Data under study below:
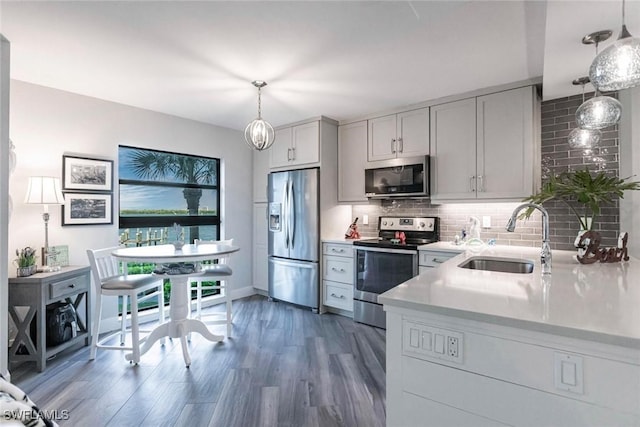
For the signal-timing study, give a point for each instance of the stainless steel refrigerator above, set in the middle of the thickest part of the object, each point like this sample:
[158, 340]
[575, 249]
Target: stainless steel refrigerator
[294, 233]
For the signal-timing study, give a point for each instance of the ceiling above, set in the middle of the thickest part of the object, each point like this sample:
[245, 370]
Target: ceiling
[340, 59]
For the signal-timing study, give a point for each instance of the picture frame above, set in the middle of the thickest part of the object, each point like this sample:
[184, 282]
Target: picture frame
[87, 209]
[86, 174]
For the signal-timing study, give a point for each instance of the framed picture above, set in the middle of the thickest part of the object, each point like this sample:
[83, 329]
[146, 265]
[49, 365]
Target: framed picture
[85, 174]
[87, 209]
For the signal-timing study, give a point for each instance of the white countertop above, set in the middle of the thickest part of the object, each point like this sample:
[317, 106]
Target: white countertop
[598, 302]
[345, 241]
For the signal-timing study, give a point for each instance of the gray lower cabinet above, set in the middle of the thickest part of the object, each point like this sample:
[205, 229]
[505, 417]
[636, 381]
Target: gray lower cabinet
[29, 298]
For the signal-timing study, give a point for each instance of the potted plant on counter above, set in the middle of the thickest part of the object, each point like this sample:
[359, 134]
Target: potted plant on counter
[26, 261]
[583, 192]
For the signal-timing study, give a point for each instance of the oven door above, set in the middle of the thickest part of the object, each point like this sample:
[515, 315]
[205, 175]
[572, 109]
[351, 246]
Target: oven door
[380, 269]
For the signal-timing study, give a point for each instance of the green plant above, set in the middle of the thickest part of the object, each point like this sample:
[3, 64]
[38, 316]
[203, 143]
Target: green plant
[26, 257]
[583, 192]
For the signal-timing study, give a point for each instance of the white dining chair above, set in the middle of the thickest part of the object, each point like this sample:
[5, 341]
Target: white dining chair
[110, 278]
[218, 274]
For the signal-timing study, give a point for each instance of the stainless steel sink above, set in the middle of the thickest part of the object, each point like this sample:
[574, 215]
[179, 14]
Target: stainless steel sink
[502, 265]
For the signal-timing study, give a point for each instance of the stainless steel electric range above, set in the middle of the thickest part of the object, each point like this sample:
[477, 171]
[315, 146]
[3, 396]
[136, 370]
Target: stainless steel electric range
[387, 261]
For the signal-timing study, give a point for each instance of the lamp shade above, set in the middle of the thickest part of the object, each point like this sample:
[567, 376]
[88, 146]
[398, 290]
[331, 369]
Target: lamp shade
[44, 190]
[598, 113]
[259, 134]
[618, 66]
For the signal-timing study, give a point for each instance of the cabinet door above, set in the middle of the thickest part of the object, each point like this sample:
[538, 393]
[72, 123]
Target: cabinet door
[260, 173]
[260, 256]
[352, 160]
[413, 133]
[306, 144]
[453, 150]
[382, 138]
[280, 151]
[506, 144]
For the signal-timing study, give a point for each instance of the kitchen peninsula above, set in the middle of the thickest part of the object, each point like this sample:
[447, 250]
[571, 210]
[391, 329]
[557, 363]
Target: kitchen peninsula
[475, 347]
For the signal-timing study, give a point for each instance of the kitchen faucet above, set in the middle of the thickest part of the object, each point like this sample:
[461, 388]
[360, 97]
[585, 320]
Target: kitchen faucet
[545, 255]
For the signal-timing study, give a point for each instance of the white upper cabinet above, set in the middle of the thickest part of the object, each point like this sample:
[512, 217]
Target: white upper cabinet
[352, 160]
[296, 145]
[485, 147]
[453, 150]
[260, 175]
[399, 135]
[506, 154]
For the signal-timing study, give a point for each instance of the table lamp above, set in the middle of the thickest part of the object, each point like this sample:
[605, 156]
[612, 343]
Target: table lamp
[45, 191]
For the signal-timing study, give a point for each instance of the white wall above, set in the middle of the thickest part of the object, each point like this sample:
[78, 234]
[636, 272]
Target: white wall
[4, 187]
[630, 166]
[45, 123]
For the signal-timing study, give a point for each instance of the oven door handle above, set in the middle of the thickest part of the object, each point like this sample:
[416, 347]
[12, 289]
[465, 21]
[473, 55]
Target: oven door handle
[386, 250]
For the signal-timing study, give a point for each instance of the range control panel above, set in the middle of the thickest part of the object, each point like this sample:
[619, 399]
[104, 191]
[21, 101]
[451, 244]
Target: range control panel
[407, 224]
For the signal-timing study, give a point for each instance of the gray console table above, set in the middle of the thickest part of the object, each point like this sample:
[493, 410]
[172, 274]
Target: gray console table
[28, 301]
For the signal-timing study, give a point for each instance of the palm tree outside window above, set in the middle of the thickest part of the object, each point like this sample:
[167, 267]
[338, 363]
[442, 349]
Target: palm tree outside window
[160, 188]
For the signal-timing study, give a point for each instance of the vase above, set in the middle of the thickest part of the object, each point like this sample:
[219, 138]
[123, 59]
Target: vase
[26, 271]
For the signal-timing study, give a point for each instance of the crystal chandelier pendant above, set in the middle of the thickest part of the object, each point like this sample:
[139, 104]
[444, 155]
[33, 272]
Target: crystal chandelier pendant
[618, 66]
[584, 138]
[259, 134]
[598, 112]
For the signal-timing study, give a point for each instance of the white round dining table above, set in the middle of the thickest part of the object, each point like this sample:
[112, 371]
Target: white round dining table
[179, 325]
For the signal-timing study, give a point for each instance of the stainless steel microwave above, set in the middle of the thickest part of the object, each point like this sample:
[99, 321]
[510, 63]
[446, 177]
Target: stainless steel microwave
[404, 177]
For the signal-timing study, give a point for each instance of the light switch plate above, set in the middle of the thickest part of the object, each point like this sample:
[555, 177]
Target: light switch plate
[568, 372]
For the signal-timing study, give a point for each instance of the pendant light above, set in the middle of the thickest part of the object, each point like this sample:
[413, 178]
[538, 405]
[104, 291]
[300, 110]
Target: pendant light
[259, 133]
[583, 138]
[600, 111]
[618, 66]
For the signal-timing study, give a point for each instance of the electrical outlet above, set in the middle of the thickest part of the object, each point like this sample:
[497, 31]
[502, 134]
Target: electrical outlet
[452, 346]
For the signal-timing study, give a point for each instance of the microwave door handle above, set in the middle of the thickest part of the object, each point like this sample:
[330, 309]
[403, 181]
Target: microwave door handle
[292, 214]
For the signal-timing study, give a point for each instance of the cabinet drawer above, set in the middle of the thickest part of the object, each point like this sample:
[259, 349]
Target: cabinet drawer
[337, 249]
[338, 295]
[338, 269]
[69, 286]
[435, 258]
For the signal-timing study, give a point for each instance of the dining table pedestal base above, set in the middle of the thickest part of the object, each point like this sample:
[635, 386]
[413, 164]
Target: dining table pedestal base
[179, 326]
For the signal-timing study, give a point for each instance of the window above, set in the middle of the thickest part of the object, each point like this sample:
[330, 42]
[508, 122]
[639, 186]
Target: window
[158, 189]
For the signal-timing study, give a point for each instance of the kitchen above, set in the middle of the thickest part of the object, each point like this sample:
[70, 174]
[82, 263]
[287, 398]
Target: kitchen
[97, 115]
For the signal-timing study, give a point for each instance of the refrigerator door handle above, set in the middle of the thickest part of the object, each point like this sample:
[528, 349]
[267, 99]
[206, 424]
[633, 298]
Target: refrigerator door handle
[285, 214]
[292, 214]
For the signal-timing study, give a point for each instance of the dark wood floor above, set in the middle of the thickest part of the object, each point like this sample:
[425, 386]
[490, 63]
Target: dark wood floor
[284, 366]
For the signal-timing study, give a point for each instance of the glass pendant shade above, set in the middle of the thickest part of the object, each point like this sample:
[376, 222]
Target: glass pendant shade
[618, 66]
[259, 134]
[584, 138]
[598, 113]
End of Data under study.
Your task:
The answer is the records above, repeated exactly, with no picture in it.

Written reply:
For the signal-timing study, give a point for each instance of the stainless steel refrigerator above, set in the middle of the thickest part of the object, each point like this sample:
[158, 340]
[575, 249]
Target: stainless steel refrigerator
[294, 233]
For the signal-timing study, give a point for each instance of the ceiling above, set in the middle of the thickest part of the object, each point like this sample:
[245, 370]
Target: ceiling
[340, 59]
For the signal-timing study, give a point for each instance of the picture frame above, set in the middle of the thickest part of the object, each point like this sample:
[184, 282]
Target: picture frame
[87, 209]
[86, 174]
For the signal-timing study, give a point for each instance of the framed picture above, set in the middle of the thickest part of the object, each point like this sample:
[83, 329]
[146, 265]
[49, 365]
Target: framed picture
[85, 174]
[87, 209]
For the signal-timing study, give a point for each instance of the white countertop above, set in the middle of the thickest part of the object, each point like this sample:
[317, 106]
Target: white countertop
[598, 302]
[345, 241]
For the signal-timing study, give a point for each instance of the gray lower cabinet above, set in the middle of the thickest part of the object, each point like this sample:
[205, 229]
[505, 417]
[636, 381]
Target: gray lower cabinet
[29, 298]
For the signal-timing study, give a point for each instance of the potted plant on counter above, set in the middle of the thickest part of the object, each point like this sample:
[359, 134]
Target: potted plant on counter
[26, 261]
[583, 192]
For the signal-timing study, give a point for each instance of the oven door above, set in the middle of the thickest part of the object, each point like this sample:
[515, 315]
[205, 175]
[572, 109]
[351, 246]
Target: oven door
[380, 269]
For the signal-timing study, give a point for each instance of the green plant above, set in the middle of the thickest part of the object, each point like this sample:
[3, 64]
[38, 316]
[203, 143]
Target: green plant
[26, 257]
[583, 192]
For the signal-timing study, give a point for each instance of the white dining chair above, set in the middle of the thickest part of the object, each point like this sample:
[5, 341]
Target: white dining chair
[110, 278]
[218, 274]
For the signal-timing study, give a point for each instance of the stainless steel sink above, set in the middle of the thickest part of the object, each point like this sample:
[574, 215]
[179, 14]
Target: stainless steel sink
[502, 265]
For the signal-timing study, give a point for each instance of the stainless steel electric range above, set in the middle of the thickest part of the object, each point like this sample:
[477, 171]
[315, 146]
[3, 396]
[136, 370]
Target: stainless steel electric range
[387, 261]
For the signal-timing study, give a point for each instance of the lamp shade above, set in the middle of the thickest part of the object, each point like this sample:
[567, 376]
[88, 146]
[398, 290]
[331, 369]
Target: lamp shade
[44, 190]
[598, 113]
[259, 134]
[618, 66]
For the signal-timing study, give a point for each instance of the cabinet door above, set in the middle of the thickest part of the object, each point like this sample:
[538, 393]
[72, 123]
Target: cabinet door
[260, 173]
[260, 256]
[352, 160]
[413, 133]
[306, 144]
[453, 150]
[382, 138]
[280, 151]
[506, 144]
For the signal-timing study, give a point for each instance of the kitchen peninsula above, set in the middle of the thickest part of the object, each point like this sample:
[447, 250]
[571, 210]
[391, 329]
[557, 363]
Target: kitchen peninsula
[475, 347]
For the signal-timing study, give a point for each instance of the kitchen faucet above, set in the middle of the thickest part of the object, each point like this sample:
[461, 388]
[360, 97]
[585, 320]
Target: kitchen faucet
[545, 255]
For the signal-timing study, give a point for each instance of the white upper cabinet above, set in the middle of the thickest part of the object, each point like this sample:
[512, 217]
Target: white upper cabinet
[352, 160]
[296, 145]
[485, 147]
[453, 150]
[260, 175]
[399, 135]
[506, 154]
For the signal-timing study, give a point for each instance of the table lamp above, set in the middle of the thickest part of the object, each point like this sample:
[605, 156]
[612, 343]
Target: table lamp
[45, 191]
For the signal-timing study, give a point for each instance of the white wall above, set in the middle of the thickest part of the object, each point like this sample:
[78, 234]
[636, 272]
Target: white wall
[4, 187]
[630, 166]
[45, 123]
For the signal-timing study, give a point for each instance of the oven door handle above, set in the middle of the thickest part of the object, each point like this sample:
[416, 347]
[12, 289]
[465, 21]
[473, 55]
Target: oven door handle
[386, 250]
For the signal-timing study, give a point for each instance of the range control panel above, set in the middle of the thickest part of the object, each point like this sample:
[619, 399]
[104, 191]
[21, 101]
[451, 244]
Target: range control panel
[407, 224]
For the signal-timing study, give a point for each instance of the gray console table above, set in the middle of the thickest part of the object, each point like this sample:
[493, 410]
[172, 274]
Target: gray console table
[28, 301]
For the signal-timing study, give a point for each instance of the palm tree outside window above, set in the middle of the thickest part of the object, each point like this sample:
[167, 267]
[338, 363]
[442, 349]
Target: palm tree outside window
[160, 188]
For the signal-timing study, give a point for each instance of the vase above, set in the middle of the thickest part of the object, each point like this sample:
[219, 138]
[123, 59]
Target: vase
[26, 271]
For the signal-timing study, give a point for each instance of the crystal chandelier pendant above, set in the middle of the thickest part of the object, each point like this sample:
[139, 104]
[444, 155]
[33, 272]
Target: crystal chandelier pendant
[618, 66]
[584, 138]
[259, 134]
[598, 112]
For the signal-timing study, give a point for each instance of the white round dining table above, set in the middle of the thickest part of the object, each point like this sample:
[112, 371]
Target: white round dining table
[179, 325]
For the signal-timing study, give a point for each instance of the stainless steel microwave above, set in the middle of the thickest part of the object, each point like this sample:
[99, 321]
[510, 63]
[446, 177]
Target: stainless steel microwave
[404, 177]
For the signal-timing study, give a point for each instance of the light switch plate above, set in the middle of the thickest part of the object, each point like this sample:
[555, 177]
Target: light switch plate
[568, 372]
For the signal-timing study, give a point for each instance of the pendant light above, set in the middle of the thickest part of the object, each point like this sample:
[413, 178]
[538, 405]
[104, 291]
[300, 110]
Target: pendant light
[259, 133]
[583, 138]
[600, 111]
[618, 66]
For the signal-timing study, give a point for each instance of the electrical outlet above, set in the middle of the thickest part of the object, each point like this sample:
[497, 31]
[502, 134]
Target: electrical outlet
[452, 346]
For the signal-timing study, give a point for each instance of the microwave door handle above, set in the middle of the thickest part of the object, each point like this sample:
[330, 309]
[403, 181]
Target: microwave door handle
[292, 214]
For the signal-timing study, give a point for each instance of the cabinet drawer above, set in the middle of the thickest part of the object, each point like this sample:
[259, 349]
Target: cabinet drawer
[337, 249]
[338, 295]
[338, 269]
[69, 286]
[435, 258]
For the signal-timing study, give a point for each instance of the dining table pedestal base above, set in the middle of the thickest part of the object, each point like this sample:
[635, 386]
[413, 164]
Target: dining table pedestal base
[179, 326]
For the signal-timing study, give a point for each instance of the window above, set in the middle of the thickest part of the object, each point like this sample:
[330, 42]
[508, 122]
[639, 186]
Target: window
[158, 189]
For the signal-timing study, give a point for each instance of the kitchen above, set in the middle of the thickest part of the object, each point like this sample:
[70, 174]
[82, 263]
[287, 398]
Target: kitchen
[97, 115]
For the signal-timing study, give a point for each instance of the refrigerator door handle above, set in the middle of the thickest part of the object, each point like this sample:
[528, 349]
[267, 99]
[206, 424]
[633, 298]
Target: refrigerator door handle
[285, 214]
[292, 214]
For the signal-timing study, give a point for each instance of the dark wood floor above, set in the middle of the thickest part of the object, each point like this sample:
[425, 386]
[490, 63]
Target: dark wood floor
[284, 366]
For the signal-timing study, give a point for each instance of the glass pendant shade above, set in the middle of the thickest part of the object, each point like this sample:
[376, 222]
Target: glass pendant shade
[618, 66]
[259, 134]
[584, 138]
[598, 113]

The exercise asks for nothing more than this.